According to the article below on the Walla Walla health care town hall, about how large a crowd did the event draw?

TEXT EXCERPT >>
================================

WALLA WALLA -- "Is health care a right or a privilege?" asked Dorothy Knudson.
"I believe we should be providing access for an affordable price," answered U.S. Rep. Cathy McMorris Rodgers, R-Wash.
That was the opening exchange in Thursday's town hall-style meeting on health care for seniors, an event that drew a crowd of about 450 people, including a number of sign-waving demonstrators outside, to Walla Walla Community College.
During the event, which stretched to 90 minutes, people lined up on both sides of the podium where McMorris Rodgers stood to take turns tossing questions at her about health-care reforms now pending before Congress.
In many cases the questions were prefaced with a statement or a story about medical care in society today. Some sad, some wry, some humorous but all tinged with an undertone that the current system needs to somehow be fixed.
At the start and throughout the meeting, McMorris Rodgers said she doesn't favor proposals that would jeopardize the relationship between a doctor and patient by putting "a bureaucrat between them" or legislation that would force people off private insurance plans and onto a government plan. She also said she will "not support a system that allows the government to determine what plan is acceptable and what is not."
What she said she did favor was finding a way to give people increased options for affordable health insurance, allowing Washington state's small business owners to obtain health insurance from out-of-state companies, portable health insurance for younger people, reforms in medical liability law, incentives to promote healthy lifestyles and support for advanced health information technology.
Above all, McMorris Rodgers said, whatever Congress does do about health care reform "we need to do it right."
The back-and-forth between McMorris Rodgers and the audience had its humorous moments. Such as one man who observed that the problem with U.S. health care today is "the insurance companies run health care. But the only thing I can think of as worse is the U.S. government running health care."
Another questioner was a woman who identified herself as "an 83-year old lady" living in an assisted care facility.
"If this health bill is passed, will we be stuck with it?" she asked.
"It's a reality that once a bill is passed, it's difficult to repeal," McMorris Rodgers replied. "It's not impossible, it's just very hard."
"The other question is, how do we keep (health care reform) from being passed as it presently is?" the woman continued.
"I think I need to take you back to Washington, D.C., with me," McMorris Rodgers said.
Other exchanges, however, took a more serious tone and included debates about public versus private options, whether a government supported insurance system could sustain itself and the need for some type of safety net to provide care for those who are "uninsurable."
As the meeting wound down, one of the final questioners was Dick Ingram, who received a standing ovation when he identified himself as "a retired Air Force veteran who flew a B-17 in World War II."
"I doubt if you can answer this question," the wheelchair-bound Ingram said. "I'm very concerned about the proposed cuts in Medicare. If Medicare goes bankrupt, what happens to (veterans medical care)? I'm 93, and as you can see, I need some care."
"I thank you for your service," McMorris Rodgers said. "We're going to work on that and try to make sure you do have health care."

================================

(Records from a collection)
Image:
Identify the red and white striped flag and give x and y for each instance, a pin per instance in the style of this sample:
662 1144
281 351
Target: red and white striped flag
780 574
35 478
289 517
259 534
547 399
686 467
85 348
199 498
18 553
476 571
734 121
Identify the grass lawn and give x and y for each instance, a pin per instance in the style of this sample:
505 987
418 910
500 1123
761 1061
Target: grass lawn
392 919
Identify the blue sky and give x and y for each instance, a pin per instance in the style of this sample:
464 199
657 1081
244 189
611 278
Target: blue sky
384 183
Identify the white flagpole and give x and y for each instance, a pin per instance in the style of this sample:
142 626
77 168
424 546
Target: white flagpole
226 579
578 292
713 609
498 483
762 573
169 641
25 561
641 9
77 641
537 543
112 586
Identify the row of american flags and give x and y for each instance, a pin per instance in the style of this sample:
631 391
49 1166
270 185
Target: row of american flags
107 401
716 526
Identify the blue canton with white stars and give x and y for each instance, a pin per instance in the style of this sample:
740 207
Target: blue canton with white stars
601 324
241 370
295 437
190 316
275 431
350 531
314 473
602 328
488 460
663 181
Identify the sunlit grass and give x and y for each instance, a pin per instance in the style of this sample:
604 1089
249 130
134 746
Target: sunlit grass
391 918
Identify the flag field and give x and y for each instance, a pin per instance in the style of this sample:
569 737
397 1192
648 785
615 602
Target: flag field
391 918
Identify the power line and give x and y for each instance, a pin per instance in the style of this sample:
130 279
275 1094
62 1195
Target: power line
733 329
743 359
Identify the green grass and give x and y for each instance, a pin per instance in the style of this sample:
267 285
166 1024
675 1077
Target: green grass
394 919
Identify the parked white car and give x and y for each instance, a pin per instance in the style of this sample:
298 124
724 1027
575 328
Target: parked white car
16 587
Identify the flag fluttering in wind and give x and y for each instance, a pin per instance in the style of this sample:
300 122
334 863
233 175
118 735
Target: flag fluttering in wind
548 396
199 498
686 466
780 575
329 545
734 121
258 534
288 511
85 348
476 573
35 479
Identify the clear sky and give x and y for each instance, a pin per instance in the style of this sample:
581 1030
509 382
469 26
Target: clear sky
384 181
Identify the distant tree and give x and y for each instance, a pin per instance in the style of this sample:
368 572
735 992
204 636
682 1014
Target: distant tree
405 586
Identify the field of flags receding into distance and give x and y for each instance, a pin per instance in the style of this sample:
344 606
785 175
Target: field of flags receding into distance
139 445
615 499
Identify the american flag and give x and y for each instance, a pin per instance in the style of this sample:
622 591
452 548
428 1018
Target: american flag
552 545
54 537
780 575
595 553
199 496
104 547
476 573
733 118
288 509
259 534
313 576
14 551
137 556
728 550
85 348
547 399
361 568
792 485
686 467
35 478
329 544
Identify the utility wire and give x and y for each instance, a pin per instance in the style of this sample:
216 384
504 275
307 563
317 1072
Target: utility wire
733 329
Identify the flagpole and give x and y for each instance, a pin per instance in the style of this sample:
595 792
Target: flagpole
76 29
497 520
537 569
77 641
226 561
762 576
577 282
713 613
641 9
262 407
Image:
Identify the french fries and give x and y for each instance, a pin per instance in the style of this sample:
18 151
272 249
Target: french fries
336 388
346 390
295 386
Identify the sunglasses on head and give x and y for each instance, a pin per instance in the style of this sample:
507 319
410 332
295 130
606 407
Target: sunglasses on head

================================

RESULT >> About 450 people